(Natural language region descriptions)
BEGIN
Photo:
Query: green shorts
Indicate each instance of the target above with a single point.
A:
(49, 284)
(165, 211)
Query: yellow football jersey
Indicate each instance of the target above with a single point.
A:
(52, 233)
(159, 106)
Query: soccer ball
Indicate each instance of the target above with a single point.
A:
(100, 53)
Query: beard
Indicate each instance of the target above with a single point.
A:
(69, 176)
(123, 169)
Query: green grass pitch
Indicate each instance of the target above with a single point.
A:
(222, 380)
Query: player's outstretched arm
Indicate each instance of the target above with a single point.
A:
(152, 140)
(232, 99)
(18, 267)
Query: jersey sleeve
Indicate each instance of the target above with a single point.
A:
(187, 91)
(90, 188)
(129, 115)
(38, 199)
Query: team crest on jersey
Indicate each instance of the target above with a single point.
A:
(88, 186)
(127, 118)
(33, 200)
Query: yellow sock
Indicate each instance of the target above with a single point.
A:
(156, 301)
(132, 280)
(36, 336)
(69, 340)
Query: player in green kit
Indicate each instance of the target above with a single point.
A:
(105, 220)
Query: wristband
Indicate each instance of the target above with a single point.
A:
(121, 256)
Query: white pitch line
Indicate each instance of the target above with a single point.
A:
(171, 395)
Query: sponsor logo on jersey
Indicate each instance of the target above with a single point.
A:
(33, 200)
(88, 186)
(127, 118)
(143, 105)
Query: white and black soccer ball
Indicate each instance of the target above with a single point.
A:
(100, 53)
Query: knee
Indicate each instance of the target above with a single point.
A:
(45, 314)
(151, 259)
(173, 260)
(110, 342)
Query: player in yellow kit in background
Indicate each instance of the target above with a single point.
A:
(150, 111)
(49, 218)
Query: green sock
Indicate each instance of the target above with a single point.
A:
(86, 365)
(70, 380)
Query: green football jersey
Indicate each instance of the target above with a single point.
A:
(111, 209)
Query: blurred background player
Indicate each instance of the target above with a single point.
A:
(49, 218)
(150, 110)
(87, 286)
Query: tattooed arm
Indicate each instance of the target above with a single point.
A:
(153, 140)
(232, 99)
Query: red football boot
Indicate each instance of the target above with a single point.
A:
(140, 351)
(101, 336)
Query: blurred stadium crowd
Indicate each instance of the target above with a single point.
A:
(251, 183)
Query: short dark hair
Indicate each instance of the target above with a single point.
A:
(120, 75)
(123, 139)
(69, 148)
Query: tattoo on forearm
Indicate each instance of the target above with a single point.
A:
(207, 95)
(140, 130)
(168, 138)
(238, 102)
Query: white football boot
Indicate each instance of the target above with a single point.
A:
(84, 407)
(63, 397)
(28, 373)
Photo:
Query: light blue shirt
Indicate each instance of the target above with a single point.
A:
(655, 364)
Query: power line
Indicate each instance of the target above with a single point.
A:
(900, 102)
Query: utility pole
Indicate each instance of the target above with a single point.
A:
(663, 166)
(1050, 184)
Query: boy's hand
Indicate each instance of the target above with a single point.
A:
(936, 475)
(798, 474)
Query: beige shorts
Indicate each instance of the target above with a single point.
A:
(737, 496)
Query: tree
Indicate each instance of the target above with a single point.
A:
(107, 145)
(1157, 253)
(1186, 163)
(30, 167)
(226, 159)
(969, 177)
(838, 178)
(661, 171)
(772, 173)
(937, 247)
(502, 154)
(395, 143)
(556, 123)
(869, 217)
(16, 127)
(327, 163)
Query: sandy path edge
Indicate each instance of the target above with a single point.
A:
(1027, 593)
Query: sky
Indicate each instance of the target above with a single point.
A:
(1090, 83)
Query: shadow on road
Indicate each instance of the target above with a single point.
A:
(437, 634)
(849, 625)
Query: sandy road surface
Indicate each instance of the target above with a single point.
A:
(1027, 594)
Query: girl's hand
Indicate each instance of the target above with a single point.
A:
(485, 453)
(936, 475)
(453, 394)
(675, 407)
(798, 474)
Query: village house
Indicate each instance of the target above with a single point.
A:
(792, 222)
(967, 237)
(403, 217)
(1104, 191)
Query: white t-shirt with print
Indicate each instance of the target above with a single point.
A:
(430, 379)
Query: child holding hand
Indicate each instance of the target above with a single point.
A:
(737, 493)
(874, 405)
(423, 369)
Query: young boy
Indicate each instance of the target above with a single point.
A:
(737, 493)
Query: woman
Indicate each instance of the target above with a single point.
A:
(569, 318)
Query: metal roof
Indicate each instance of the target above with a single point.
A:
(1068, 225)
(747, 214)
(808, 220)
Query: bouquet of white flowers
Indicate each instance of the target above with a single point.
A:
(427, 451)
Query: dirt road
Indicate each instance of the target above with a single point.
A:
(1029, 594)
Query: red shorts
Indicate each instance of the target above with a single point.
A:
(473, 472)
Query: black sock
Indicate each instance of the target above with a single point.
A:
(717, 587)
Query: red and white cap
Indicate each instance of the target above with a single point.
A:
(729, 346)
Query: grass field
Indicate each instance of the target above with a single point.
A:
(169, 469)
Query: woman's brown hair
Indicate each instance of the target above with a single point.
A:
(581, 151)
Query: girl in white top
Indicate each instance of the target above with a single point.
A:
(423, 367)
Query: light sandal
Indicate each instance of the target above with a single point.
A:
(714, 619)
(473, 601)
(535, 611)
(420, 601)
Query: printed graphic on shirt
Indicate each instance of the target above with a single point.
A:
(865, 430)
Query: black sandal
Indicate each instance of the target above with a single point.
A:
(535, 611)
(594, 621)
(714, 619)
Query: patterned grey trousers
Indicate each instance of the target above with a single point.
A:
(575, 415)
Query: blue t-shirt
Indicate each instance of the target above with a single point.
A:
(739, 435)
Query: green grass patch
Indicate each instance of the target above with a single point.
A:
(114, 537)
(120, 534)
END
### Work order
Each line of the data must come back exactly as written.

### Solution for this exercise
Photo:
Query: green shorts
Indicate each instance of the target above with a single point.
A:
(49, 284)
(165, 211)
Query: yellow football jersey
Indicate each instance of the target above with a single point.
A:
(52, 233)
(159, 106)
Query: soccer ball
Indicate each instance of the target above with a single point.
A:
(100, 53)
Query: beard
Indicate each instance of the target above with a single point.
A:
(69, 176)
(123, 169)
Query: green grass pitch
Indicate each instance of the target above with a single point.
A:
(222, 380)
Query: player's outstretched arm
Indicate each instance of the target above with a single point.
A:
(152, 140)
(232, 99)
(18, 267)
Query: jersey sleeve
Indicate each instance of the target above with a single point.
A:
(187, 91)
(90, 188)
(129, 115)
(38, 199)
Query: team crest on jersey
Indicate each instance of the target above with a single point.
A:
(88, 186)
(127, 118)
(33, 200)
Query: yellow sock
Indicate each instance of the target above with a single point.
A:
(156, 301)
(132, 280)
(36, 336)
(69, 340)
Query: player in green kit
Indicate each instance of the target above with a single point.
A:
(105, 220)
Query: wristband
Indicate each instance of the target above with a single point.
A:
(121, 256)
Query: white pitch line
Indicate each instance of the target above with a single point.
A:
(171, 395)
Query: sponsor logo on jersey
Indicate each instance of the target above with a single point.
A:
(33, 200)
(88, 186)
(127, 118)
(143, 105)
Query: white and black soccer ball
Indicate each instance of the target above with a single point.
A:
(100, 53)
Query: knee
Indicate each instance of the target above with a single point.
A:
(45, 314)
(151, 259)
(173, 260)
(110, 342)
Query: player in yellow kit in background
Indicate each instance of the target above with a single point.
A:
(150, 111)
(49, 218)
Query: green sock
Indicate each instance of the target above with a single point.
A:
(86, 365)
(70, 380)
Query: green football jersey
Indicate each instance of the target above with a single point.
A:
(111, 209)
Query: blurred background player
Indicate each instance of the target above with a single point.
A:
(49, 218)
(150, 110)
(87, 286)
Query: tattooed arm
Indicate each instance of the target above with a single point.
A:
(153, 140)
(232, 99)
Query: red football boot
Indicate each instance of the target above with a single point.
A:
(140, 351)
(101, 336)
Query: blurred stadium crowd
Indicate each instance of the target above with a single point.
A:
(251, 183)
Query: short dark hair
Indicate each instance of the target above with a single point.
A:
(120, 75)
(123, 139)
(69, 148)
Query: tattoo on forearm
Indicate each instance of the target above with a single point.
A:
(207, 95)
(140, 130)
(168, 138)
(238, 102)
Query: white football boot
Indicate each instance of the target above with a single point.
A:
(84, 407)
(63, 397)
(28, 373)
Photo:
Query: light blue shirt
Indicate each instance of the target above with a single point.
A:
(655, 364)
Query: power line
Indicate each instance of the target above with a single point.
A:
(900, 102)
Query: utility pole
Indicate each instance of the target above with a single point.
A:
(663, 166)
(1050, 184)
Query: boy's hand
Indicate each instance of the target above with a single point.
A:
(936, 475)
(798, 474)
Query: beige shorts
Indicate each instance of the target above with a single point.
A:
(737, 496)
Query: tree
Indicate each instance of the target above with a single point.
A:
(107, 145)
(1157, 253)
(1186, 163)
(30, 167)
(226, 159)
(969, 177)
(838, 178)
(661, 171)
(772, 173)
(937, 247)
(502, 154)
(395, 143)
(556, 123)
(869, 217)
(16, 127)
(327, 163)
Query: sandy path edge
Indicate each instance of the target above with a single point.
A:
(1027, 593)
Query: sky
Indicate each instance of the target above with a single point.
A:
(1090, 83)
Query: shadow on road
Indicate each instance of the target above with a single point.
A:
(437, 634)
(849, 625)
Query: sandy road surface
Indicate each instance of the target above with a single point.
A:
(1027, 594)
Query: girl's hand
Indicate each instance of the target above with a single point.
A:
(485, 453)
(936, 475)
(453, 394)
(675, 407)
(798, 474)
Query: village house
Indicate each instance of the target above with a single point.
A:
(792, 222)
(967, 237)
(403, 217)
(1104, 191)
Query: white t-shirt with print
Indicate each instance of the target above with a single point.
A:
(430, 379)
Query: child holding hand
Indicate each instance of the target above with a single point.
A:
(737, 493)
(874, 405)
(423, 369)
Query: young boy
Indicate each instance of the target above with a single point.
A:
(737, 493)
Query: woman
Indicate each instance of the target above with a single point.
A:
(569, 318)
Query: metal roof
Indicate each instance of the target above with a single point.
A:
(1068, 225)
(747, 214)
(808, 220)
Query: bouquet of white flowers
Indicate each instance of the target above with a single point.
A:
(427, 451)
Query: dirt road
Indicate each instance of the target above with a single point.
A:
(1029, 594)
Query: red shorts
Indicate each instance of the target above with a single point.
A:
(473, 472)
Query: black sock
Indicate each instance of the target above with a single point.
A:
(717, 587)
Query: red and white cap
Indicate each instance of the target above with a single point.
A:
(729, 346)
Query: grass field
Indicate each instance of the target above with a single point.
A:
(169, 469)
Query: woman's brown hair
Indicate each instance of the target above with a single point.
A:
(581, 151)
Query: girl in white top
Indicate each instance of the target above with a single point.
A:
(423, 367)
Query: light sandal
Indicate each instance of the target above with a single point.
A:
(714, 619)
(473, 601)
(535, 611)
(420, 601)
Query: printed graphic on shirt
Indicate each instance of the target above with a single point.
A:
(865, 430)
Query: black sandal
Indicate each instance of the target above with a single point.
A:
(535, 611)
(594, 621)
(714, 619)
Query: patterned grey trousers
Indicate each instance of the target above with a single point.
A:
(575, 415)
Query: blue t-shirt
Indicate each instance of the target above with a single point.
A:
(739, 435)
Query: green grass patch
Indicate each instance of the target above with a single point.
A:
(114, 537)
(120, 534)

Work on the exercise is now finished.